Dataset records:
☆ ☆ ☆ ☆
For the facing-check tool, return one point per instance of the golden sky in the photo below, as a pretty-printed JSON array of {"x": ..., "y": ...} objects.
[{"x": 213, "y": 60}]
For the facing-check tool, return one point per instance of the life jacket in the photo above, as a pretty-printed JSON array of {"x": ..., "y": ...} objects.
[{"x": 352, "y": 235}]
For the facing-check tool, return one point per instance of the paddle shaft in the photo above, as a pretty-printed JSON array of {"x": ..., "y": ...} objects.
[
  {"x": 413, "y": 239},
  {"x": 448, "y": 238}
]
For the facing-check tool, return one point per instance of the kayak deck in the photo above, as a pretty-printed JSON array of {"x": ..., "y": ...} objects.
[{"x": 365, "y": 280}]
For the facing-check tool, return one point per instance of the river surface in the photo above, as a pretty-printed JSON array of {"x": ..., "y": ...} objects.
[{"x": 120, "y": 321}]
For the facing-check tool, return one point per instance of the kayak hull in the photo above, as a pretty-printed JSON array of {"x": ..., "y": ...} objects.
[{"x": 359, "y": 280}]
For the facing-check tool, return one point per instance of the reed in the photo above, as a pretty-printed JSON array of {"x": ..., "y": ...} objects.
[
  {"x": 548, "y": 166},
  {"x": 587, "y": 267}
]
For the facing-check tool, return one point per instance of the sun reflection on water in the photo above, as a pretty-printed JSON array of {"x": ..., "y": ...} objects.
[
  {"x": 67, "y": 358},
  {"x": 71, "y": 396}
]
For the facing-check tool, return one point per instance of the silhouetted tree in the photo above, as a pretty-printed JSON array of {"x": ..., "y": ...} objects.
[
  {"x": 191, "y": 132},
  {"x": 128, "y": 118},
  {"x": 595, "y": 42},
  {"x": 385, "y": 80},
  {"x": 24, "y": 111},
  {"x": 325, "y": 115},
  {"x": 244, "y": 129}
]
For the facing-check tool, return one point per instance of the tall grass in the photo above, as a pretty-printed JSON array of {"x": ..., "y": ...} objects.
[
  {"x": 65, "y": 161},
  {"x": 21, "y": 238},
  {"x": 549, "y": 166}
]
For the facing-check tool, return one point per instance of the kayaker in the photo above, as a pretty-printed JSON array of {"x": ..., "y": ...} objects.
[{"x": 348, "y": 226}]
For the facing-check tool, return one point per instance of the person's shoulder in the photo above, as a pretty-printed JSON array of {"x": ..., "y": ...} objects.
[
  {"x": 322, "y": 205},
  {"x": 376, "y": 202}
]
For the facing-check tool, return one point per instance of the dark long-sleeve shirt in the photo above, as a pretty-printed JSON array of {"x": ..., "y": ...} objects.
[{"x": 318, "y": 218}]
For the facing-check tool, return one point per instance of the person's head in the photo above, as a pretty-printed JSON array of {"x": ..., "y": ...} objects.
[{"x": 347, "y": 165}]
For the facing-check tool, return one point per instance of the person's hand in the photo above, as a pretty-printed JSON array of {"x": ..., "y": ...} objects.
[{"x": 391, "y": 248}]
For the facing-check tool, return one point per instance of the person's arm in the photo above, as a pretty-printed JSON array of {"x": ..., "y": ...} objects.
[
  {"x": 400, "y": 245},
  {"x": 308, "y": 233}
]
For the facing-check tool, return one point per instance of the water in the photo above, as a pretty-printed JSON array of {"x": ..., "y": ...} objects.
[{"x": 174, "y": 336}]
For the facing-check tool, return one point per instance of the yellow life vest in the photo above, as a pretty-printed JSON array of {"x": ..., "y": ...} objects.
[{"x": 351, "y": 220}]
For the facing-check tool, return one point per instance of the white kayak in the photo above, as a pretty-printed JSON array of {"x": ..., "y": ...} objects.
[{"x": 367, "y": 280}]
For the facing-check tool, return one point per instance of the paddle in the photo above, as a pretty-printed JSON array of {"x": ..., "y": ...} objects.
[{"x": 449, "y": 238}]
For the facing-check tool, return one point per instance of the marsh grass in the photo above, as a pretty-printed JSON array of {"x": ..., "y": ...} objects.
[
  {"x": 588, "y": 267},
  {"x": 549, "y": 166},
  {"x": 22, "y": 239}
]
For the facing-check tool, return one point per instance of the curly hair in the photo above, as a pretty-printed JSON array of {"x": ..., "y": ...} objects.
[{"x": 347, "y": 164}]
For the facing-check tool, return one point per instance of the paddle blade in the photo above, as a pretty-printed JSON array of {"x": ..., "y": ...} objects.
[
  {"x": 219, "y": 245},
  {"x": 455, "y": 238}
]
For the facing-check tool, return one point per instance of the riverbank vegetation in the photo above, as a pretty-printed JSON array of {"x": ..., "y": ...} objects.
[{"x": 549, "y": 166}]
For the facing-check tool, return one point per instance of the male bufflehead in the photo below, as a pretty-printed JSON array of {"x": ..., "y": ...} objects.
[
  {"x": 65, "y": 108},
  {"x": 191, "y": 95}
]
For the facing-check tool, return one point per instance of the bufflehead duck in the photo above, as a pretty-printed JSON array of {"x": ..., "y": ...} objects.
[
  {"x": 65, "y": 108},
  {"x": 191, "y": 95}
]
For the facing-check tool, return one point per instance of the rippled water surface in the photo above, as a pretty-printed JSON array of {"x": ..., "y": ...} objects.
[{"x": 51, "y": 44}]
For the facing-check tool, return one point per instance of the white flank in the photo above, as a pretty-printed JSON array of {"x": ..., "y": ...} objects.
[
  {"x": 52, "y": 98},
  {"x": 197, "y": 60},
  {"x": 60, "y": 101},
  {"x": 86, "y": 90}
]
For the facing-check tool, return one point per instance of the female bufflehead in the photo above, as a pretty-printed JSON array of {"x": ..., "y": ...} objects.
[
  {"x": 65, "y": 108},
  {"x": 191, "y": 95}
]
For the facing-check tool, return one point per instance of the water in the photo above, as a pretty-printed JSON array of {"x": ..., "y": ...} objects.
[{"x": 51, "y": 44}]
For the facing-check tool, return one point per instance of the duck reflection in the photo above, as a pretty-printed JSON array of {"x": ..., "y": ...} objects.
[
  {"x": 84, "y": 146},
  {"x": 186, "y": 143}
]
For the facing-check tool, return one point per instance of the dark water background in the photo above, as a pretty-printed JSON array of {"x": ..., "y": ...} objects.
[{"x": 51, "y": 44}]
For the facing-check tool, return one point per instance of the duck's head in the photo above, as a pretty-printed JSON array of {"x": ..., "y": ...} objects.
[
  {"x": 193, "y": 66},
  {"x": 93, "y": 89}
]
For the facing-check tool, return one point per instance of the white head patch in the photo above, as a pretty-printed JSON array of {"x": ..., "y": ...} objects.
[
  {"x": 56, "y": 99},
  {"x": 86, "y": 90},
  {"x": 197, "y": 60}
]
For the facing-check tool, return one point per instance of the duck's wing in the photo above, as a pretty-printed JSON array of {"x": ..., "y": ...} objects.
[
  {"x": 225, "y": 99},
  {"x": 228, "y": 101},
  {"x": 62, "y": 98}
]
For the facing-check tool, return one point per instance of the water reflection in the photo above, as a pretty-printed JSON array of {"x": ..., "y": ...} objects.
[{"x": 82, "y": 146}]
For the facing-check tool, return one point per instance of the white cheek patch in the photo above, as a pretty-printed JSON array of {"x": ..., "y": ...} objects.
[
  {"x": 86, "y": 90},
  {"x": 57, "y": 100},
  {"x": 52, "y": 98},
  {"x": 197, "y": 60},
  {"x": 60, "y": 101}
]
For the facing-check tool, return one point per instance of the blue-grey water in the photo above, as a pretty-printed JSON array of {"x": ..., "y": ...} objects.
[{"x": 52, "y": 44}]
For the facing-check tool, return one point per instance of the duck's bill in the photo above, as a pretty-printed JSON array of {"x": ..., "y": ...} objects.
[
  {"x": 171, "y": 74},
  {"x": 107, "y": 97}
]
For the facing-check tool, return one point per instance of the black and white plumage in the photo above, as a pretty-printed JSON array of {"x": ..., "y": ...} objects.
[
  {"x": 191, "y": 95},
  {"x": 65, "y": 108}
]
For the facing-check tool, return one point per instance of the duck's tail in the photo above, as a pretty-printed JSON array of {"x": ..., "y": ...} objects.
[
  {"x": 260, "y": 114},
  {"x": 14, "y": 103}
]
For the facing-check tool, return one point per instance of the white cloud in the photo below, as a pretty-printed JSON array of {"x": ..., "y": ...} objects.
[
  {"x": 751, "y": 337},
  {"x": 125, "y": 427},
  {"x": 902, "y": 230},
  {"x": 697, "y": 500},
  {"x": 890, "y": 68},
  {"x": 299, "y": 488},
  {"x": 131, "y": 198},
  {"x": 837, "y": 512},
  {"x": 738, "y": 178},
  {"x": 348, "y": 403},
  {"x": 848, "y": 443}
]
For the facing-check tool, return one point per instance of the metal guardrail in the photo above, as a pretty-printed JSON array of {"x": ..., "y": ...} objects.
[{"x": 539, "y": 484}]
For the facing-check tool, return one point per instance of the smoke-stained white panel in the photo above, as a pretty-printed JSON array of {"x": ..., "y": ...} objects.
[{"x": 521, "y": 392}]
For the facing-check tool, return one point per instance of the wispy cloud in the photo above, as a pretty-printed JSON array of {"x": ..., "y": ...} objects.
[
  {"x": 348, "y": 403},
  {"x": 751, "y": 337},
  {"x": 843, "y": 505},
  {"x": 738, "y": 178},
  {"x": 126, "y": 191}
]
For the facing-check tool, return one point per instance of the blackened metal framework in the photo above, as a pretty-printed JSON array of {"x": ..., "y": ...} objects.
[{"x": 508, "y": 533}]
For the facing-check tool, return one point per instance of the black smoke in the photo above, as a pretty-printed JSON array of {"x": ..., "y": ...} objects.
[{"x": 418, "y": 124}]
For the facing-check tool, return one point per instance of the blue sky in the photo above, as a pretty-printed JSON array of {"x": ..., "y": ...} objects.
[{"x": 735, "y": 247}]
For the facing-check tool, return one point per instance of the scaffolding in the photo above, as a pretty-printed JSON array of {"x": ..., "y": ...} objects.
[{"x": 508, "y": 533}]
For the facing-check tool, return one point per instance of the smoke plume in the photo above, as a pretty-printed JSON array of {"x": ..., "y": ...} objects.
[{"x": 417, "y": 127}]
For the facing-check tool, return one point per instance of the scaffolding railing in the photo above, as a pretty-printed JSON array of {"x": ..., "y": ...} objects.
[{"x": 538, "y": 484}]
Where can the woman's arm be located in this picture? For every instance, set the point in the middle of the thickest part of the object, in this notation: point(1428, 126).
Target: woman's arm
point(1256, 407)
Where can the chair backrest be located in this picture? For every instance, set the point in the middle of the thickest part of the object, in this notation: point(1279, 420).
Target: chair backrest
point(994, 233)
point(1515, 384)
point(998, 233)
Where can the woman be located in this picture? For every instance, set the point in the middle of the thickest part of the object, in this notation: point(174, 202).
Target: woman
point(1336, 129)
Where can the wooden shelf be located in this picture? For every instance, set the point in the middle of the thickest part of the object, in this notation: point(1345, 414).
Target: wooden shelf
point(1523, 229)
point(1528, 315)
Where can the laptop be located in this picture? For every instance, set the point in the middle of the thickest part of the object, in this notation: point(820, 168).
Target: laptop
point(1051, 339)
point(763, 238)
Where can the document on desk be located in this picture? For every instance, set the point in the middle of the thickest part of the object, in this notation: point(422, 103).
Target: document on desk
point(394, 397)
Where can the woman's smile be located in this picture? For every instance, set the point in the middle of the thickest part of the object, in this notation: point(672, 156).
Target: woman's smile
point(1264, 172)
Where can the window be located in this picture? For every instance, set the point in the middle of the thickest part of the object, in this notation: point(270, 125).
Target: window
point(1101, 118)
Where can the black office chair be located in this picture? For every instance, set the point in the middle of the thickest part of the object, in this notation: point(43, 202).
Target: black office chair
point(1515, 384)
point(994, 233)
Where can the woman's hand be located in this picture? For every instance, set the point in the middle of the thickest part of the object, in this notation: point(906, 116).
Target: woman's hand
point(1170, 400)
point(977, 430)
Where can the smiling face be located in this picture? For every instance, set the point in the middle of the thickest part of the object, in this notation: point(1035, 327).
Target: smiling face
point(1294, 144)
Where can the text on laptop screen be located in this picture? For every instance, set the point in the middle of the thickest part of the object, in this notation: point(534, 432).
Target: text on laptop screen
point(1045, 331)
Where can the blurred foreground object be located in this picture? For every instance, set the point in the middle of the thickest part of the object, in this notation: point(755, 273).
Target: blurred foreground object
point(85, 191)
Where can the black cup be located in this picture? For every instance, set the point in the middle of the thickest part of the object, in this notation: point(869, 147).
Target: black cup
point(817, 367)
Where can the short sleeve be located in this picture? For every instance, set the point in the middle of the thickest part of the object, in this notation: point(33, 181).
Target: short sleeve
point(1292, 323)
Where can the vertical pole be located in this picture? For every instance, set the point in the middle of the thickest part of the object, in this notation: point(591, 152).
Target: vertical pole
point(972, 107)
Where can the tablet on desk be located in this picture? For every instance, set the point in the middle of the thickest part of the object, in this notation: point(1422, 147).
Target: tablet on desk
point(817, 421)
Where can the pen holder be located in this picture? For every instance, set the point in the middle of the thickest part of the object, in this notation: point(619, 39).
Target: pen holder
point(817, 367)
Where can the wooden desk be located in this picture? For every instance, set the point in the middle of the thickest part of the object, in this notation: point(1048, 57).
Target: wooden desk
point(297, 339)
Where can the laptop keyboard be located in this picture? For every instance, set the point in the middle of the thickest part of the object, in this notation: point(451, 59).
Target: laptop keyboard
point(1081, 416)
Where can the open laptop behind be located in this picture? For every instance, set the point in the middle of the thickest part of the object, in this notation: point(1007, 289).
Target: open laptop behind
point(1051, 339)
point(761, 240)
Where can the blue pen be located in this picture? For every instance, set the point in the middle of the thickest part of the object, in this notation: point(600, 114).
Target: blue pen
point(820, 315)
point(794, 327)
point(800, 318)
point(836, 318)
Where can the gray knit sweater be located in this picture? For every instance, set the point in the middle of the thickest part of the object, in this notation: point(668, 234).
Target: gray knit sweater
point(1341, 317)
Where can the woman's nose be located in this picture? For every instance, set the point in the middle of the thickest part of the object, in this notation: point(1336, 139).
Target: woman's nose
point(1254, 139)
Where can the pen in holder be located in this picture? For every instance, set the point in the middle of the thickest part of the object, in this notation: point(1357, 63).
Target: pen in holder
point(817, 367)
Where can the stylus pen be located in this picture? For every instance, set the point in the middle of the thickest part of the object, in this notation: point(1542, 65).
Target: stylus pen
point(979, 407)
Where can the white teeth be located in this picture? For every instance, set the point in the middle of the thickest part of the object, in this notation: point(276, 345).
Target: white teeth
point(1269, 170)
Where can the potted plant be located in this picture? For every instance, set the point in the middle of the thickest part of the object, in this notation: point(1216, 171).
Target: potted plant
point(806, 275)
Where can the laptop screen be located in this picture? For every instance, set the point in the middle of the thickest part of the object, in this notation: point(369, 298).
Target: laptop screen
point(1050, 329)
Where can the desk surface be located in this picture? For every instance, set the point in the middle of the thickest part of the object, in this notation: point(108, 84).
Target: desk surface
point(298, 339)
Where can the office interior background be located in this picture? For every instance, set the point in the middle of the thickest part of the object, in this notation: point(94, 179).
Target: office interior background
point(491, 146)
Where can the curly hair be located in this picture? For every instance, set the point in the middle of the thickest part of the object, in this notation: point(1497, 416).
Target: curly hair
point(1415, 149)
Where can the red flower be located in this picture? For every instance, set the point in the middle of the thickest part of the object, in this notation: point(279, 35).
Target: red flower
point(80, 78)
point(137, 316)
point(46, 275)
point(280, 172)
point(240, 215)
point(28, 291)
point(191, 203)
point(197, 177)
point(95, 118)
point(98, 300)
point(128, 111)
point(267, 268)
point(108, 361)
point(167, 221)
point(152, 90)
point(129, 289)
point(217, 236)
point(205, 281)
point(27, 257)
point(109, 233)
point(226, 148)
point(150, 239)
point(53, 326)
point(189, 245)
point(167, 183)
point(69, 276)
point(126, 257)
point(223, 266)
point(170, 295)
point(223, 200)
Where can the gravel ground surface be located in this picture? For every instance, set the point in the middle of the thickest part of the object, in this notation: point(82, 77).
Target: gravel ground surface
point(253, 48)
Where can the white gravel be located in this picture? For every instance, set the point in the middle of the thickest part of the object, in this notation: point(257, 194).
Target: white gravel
☆ ☆ ☆ ☆
## Requirement
The line with "Target: desk surface" through the last line of the entries above: output exactly those lines and nothing else.

## Response to the exercise
Target: desk surface
point(298, 339)
Where can the office interior background be located in this picture? For every instance, set the point in the middle of the thickest part of the object, in this notation: point(94, 179).
Target: office interior background
point(491, 146)
Where can the curly hair be located in this picture? For every instance, set the point in the middle of the thickest part of the object, in this notation: point(1497, 416).
Target: curly hair
point(1415, 149)
Where can the red flower be located in this picture? For every instance, set the point in the middle of the thickest part of the object, in this notation: point(279, 35).
Target: red flower
point(80, 78)
point(137, 316)
point(46, 275)
point(280, 172)
point(240, 215)
point(28, 291)
point(191, 203)
point(197, 177)
point(95, 118)
point(98, 300)
point(128, 111)
point(267, 268)
point(108, 361)
point(167, 221)
point(152, 90)
point(129, 289)
point(217, 236)
point(205, 281)
point(27, 257)
point(109, 233)
point(226, 148)
point(150, 239)
point(53, 326)
point(189, 245)
point(167, 183)
point(69, 276)
point(126, 257)
point(223, 266)
point(170, 295)
point(223, 200)
Where can the gravel ground surface be located in this picture? For every instance, set the point in the middle of the thickest part of the object, in this notation: point(82, 77).
Target: gravel ground surface
point(253, 48)
Where can the white gravel be located in this picture? For every instance, set the point in the middle of the thickest part of the object, in this notation: point(257, 194).
Target: white gravel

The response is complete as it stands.